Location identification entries
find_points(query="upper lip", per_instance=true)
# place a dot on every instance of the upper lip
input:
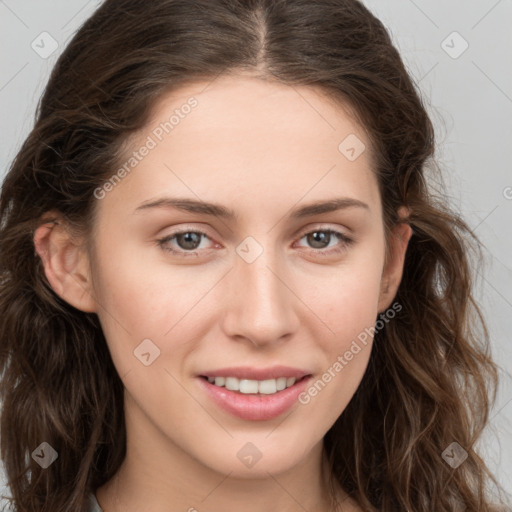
(251, 373)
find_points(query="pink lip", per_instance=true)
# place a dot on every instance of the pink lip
(247, 372)
(255, 407)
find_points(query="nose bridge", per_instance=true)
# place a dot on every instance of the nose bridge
(262, 306)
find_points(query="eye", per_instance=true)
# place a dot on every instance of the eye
(321, 238)
(189, 241)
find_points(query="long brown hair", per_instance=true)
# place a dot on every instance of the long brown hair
(430, 381)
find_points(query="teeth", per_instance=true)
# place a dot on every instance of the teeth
(248, 386)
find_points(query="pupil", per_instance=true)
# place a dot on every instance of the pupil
(319, 236)
(190, 238)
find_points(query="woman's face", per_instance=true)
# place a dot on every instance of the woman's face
(254, 299)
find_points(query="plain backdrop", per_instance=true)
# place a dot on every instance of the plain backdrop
(459, 54)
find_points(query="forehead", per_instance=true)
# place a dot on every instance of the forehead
(242, 137)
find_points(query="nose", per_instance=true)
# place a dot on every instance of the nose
(261, 307)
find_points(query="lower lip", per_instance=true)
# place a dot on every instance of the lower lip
(255, 407)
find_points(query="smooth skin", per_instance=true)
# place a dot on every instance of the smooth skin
(262, 149)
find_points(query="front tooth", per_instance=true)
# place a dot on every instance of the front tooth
(248, 386)
(281, 383)
(267, 387)
(220, 381)
(232, 383)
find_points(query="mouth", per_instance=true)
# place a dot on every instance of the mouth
(254, 394)
(252, 386)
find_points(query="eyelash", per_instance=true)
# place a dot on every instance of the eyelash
(345, 242)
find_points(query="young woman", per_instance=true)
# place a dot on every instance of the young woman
(225, 282)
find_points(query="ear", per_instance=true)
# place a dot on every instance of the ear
(394, 264)
(66, 264)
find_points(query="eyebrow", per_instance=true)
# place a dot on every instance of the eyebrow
(217, 210)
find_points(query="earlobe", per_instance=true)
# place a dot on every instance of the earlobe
(393, 268)
(65, 265)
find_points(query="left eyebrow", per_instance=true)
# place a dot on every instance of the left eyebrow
(217, 210)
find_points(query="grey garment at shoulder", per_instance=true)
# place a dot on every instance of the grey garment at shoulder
(94, 505)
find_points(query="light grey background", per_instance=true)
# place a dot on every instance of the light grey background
(469, 97)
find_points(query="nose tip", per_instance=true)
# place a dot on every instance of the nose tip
(261, 307)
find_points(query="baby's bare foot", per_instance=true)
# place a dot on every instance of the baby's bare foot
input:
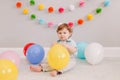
(36, 68)
(53, 73)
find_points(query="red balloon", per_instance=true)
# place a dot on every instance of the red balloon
(26, 47)
(18, 4)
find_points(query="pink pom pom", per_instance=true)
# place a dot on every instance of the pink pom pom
(70, 24)
(82, 3)
(50, 24)
(61, 10)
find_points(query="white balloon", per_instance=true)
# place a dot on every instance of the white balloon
(71, 7)
(94, 53)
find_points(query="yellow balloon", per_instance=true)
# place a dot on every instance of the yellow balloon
(89, 16)
(58, 57)
(25, 11)
(41, 6)
(8, 70)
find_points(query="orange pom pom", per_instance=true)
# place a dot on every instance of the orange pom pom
(80, 21)
(50, 9)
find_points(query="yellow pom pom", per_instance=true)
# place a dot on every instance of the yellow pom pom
(25, 11)
(90, 17)
(41, 6)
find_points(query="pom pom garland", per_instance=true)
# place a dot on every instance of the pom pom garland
(50, 9)
(98, 10)
(90, 17)
(80, 21)
(60, 10)
(40, 6)
(41, 21)
(70, 24)
(33, 16)
(106, 3)
(50, 24)
(25, 11)
(82, 3)
(71, 7)
(32, 2)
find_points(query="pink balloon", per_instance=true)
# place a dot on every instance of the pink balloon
(12, 56)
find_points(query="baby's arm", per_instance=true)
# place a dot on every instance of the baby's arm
(53, 44)
(71, 49)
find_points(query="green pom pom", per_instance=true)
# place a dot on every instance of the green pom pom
(33, 16)
(98, 10)
(32, 2)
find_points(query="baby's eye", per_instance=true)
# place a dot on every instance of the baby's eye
(64, 32)
(59, 33)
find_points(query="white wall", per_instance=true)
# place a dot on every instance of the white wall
(16, 29)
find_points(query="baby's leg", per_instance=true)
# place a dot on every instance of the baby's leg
(70, 65)
(36, 68)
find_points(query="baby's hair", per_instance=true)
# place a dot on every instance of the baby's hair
(64, 25)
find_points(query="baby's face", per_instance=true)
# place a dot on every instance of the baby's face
(63, 34)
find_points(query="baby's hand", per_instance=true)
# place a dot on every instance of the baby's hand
(65, 45)
(53, 44)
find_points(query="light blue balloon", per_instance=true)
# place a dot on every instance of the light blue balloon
(35, 54)
(81, 49)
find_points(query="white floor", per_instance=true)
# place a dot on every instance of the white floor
(108, 69)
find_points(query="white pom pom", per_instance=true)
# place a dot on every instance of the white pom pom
(71, 7)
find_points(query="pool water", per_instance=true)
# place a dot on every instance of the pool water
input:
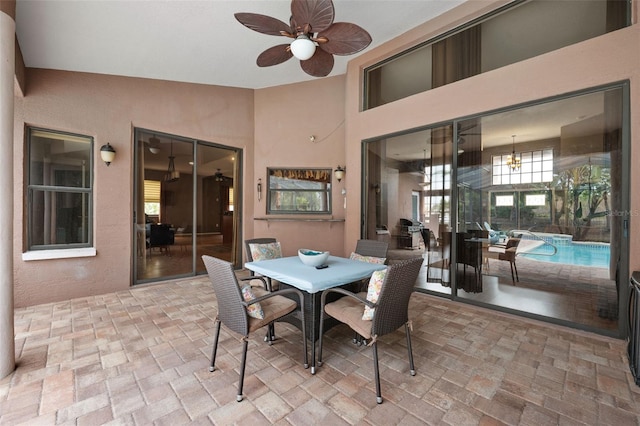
(581, 254)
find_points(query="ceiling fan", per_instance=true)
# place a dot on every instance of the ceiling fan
(310, 25)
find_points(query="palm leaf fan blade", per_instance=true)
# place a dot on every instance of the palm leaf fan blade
(263, 24)
(274, 55)
(344, 39)
(317, 13)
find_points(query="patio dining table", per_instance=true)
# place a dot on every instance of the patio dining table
(290, 271)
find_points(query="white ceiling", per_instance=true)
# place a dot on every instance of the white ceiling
(189, 41)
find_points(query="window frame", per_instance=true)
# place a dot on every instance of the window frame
(75, 249)
(274, 192)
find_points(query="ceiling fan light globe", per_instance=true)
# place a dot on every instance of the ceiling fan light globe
(303, 48)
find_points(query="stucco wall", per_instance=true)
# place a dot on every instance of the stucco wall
(286, 116)
(108, 108)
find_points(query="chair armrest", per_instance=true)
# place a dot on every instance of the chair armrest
(344, 293)
(255, 277)
(277, 293)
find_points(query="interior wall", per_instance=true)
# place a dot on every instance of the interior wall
(108, 108)
(285, 119)
(606, 59)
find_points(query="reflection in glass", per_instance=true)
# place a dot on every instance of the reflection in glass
(540, 239)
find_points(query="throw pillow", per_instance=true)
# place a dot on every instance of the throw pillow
(369, 259)
(254, 310)
(265, 251)
(373, 292)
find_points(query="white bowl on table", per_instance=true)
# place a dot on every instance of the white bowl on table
(313, 257)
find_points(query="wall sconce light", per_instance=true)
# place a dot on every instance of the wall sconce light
(259, 188)
(107, 153)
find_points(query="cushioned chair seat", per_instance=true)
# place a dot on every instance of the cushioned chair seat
(349, 311)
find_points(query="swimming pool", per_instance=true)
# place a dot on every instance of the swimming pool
(572, 253)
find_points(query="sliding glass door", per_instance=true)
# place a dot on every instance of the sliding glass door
(528, 216)
(185, 205)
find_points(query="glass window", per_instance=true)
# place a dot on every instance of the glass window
(512, 34)
(59, 190)
(299, 191)
(530, 169)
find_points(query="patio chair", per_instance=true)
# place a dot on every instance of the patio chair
(376, 250)
(264, 256)
(233, 313)
(391, 310)
(510, 253)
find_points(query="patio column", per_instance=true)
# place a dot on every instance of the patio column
(7, 75)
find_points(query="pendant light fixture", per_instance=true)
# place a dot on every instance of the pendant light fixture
(425, 182)
(513, 161)
(172, 174)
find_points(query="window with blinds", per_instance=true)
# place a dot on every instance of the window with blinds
(152, 197)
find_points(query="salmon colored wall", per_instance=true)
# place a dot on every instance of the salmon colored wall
(108, 108)
(285, 118)
(610, 58)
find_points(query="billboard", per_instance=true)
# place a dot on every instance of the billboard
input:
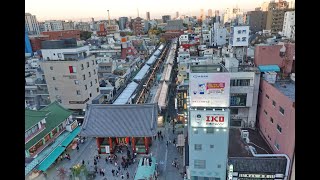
(202, 118)
(209, 89)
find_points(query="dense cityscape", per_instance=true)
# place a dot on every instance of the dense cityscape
(193, 97)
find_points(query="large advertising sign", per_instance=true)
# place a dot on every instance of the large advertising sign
(202, 118)
(209, 89)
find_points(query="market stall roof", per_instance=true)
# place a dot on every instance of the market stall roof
(109, 120)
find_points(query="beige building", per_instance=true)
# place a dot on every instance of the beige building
(72, 82)
(275, 16)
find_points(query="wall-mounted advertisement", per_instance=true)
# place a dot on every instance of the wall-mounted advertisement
(209, 89)
(202, 118)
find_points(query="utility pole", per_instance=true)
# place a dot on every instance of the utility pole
(109, 17)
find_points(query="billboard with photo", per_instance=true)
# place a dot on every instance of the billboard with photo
(209, 89)
(209, 118)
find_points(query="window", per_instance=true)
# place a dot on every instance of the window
(72, 69)
(277, 145)
(198, 147)
(271, 119)
(233, 111)
(279, 128)
(240, 82)
(238, 99)
(209, 130)
(199, 164)
(281, 110)
(265, 112)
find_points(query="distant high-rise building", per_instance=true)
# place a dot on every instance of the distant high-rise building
(122, 22)
(138, 26)
(165, 18)
(148, 16)
(202, 15)
(31, 24)
(275, 16)
(210, 12)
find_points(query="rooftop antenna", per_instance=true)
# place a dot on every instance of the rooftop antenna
(109, 17)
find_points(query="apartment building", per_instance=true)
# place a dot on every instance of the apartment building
(71, 75)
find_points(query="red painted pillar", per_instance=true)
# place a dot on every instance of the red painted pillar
(133, 141)
(110, 145)
(98, 144)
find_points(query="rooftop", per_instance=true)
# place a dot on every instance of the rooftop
(135, 120)
(237, 146)
(214, 68)
(287, 88)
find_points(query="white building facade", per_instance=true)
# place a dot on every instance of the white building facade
(71, 76)
(239, 36)
(289, 25)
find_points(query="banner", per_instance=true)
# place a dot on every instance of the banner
(209, 89)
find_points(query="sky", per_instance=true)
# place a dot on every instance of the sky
(85, 9)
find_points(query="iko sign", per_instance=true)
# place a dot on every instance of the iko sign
(209, 89)
(201, 118)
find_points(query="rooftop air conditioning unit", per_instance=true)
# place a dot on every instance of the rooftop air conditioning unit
(244, 134)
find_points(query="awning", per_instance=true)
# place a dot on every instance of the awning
(44, 165)
(266, 68)
(70, 137)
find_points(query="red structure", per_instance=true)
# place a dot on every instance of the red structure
(57, 35)
(36, 41)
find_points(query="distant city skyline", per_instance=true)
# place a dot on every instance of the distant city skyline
(85, 10)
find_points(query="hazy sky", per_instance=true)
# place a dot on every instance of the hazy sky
(85, 9)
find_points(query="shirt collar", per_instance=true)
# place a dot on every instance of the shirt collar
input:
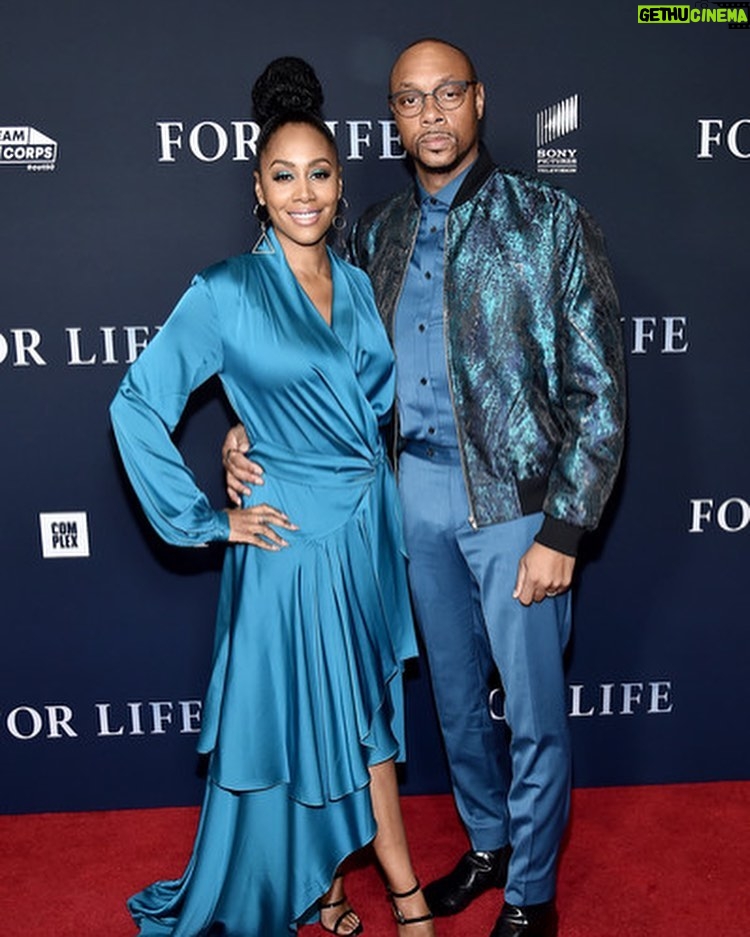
(448, 192)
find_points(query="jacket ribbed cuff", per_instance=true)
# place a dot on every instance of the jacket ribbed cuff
(560, 536)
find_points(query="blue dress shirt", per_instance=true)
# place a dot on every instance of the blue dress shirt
(424, 398)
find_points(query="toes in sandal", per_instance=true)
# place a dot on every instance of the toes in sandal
(348, 913)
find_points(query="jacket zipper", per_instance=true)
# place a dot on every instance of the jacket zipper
(449, 370)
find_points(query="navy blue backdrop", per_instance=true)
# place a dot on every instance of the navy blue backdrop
(125, 166)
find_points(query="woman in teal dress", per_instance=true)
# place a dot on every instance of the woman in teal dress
(303, 714)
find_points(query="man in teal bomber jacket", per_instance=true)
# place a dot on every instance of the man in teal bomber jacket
(498, 297)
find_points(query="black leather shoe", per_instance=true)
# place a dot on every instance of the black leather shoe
(475, 873)
(531, 920)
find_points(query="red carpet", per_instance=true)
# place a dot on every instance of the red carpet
(639, 862)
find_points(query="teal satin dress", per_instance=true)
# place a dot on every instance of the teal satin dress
(305, 687)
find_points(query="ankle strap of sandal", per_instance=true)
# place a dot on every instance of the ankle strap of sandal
(404, 894)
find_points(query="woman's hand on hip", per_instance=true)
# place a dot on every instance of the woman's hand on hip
(255, 526)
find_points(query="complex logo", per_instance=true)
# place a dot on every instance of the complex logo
(25, 146)
(733, 14)
(64, 534)
(551, 124)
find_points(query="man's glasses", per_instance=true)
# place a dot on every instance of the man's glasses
(447, 96)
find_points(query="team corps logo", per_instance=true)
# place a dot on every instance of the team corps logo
(554, 122)
(25, 146)
(64, 535)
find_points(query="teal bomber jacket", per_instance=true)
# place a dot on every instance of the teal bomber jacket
(533, 343)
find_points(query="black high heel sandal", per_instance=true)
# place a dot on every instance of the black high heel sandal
(399, 915)
(323, 905)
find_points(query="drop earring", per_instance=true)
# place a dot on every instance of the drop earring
(264, 245)
(339, 221)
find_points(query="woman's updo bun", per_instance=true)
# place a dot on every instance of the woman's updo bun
(287, 85)
(287, 92)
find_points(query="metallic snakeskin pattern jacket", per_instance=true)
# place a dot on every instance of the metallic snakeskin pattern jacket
(533, 342)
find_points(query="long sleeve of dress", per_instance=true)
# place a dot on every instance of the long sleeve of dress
(148, 406)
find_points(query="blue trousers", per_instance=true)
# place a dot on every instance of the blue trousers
(510, 787)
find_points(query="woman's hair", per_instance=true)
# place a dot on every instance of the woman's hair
(288, 92)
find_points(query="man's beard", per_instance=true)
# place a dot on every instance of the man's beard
(448, 167)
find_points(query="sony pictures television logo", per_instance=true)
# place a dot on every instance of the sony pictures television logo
(26, 146)
(64, 534)
(552, 123)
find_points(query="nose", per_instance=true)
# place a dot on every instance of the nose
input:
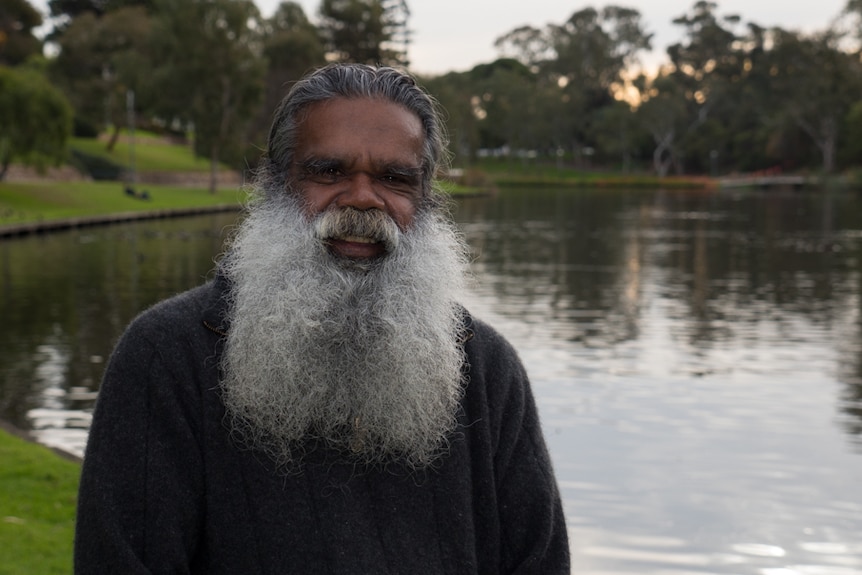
(360, 193)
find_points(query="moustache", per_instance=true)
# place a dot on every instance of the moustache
(351, 224)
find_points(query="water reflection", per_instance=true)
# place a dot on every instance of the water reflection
(697, 359)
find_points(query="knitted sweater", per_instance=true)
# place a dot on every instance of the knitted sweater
(164, 489)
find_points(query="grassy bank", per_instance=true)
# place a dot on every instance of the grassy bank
(38, 490)
(22, 202)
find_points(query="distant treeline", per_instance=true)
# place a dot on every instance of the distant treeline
(733, 97)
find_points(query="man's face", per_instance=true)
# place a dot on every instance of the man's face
(364, 154)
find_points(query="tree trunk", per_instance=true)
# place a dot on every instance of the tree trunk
(115, 135)
(214, 169)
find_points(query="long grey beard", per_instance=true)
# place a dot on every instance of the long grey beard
(367, 360)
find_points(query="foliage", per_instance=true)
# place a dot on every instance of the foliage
(365, 31)
(37, 507)
(101, 61)
(18, 19)
(217, 84)
(36, 120)
(291, 47)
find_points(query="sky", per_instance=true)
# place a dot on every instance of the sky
(455, 35)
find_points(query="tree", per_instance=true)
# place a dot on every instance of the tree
(36, 120)
(212, 72)
(819, 83)
(583, 60)
(18, 19)
(100, 60)
(74, 8)
(365, 31)
(291, 46)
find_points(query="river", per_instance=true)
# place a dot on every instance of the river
(696, 357)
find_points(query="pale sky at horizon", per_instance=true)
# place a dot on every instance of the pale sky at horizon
(455, 35)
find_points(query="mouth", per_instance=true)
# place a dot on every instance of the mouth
(356, 247)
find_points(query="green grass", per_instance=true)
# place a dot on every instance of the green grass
(22, 202)
(38, 492)
(152, 154)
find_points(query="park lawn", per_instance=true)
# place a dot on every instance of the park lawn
(38, 493)
(152, 154)
(24, 202)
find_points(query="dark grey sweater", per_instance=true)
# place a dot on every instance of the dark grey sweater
(165, 490)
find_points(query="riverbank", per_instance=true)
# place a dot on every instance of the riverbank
(38, 493)
(33, 207)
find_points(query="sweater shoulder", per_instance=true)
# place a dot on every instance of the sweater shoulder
(178, 314)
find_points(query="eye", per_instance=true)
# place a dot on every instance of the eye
(407, 180)
(324, 172)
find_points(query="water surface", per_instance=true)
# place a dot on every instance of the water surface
(695, 357)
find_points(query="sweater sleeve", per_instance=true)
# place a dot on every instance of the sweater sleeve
(533, 538)
(140, 499)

> _Work required_: From the listing above, extract every line that contains the string "ceiling". Treat uppercase and lowercase letters as different.

> _Answer for this exercise_:
find_points(query="ceiling fan", per_instance=true)
# place a dot on every instance of the ceiling fan
find_points(query="white ceiling", per_instance=true)
# place a dot on every instance of the white ceiling
find_points(query="ceiling fan light globe", per_instance=true)
# place a dot on every instance of the ceiling fan light globe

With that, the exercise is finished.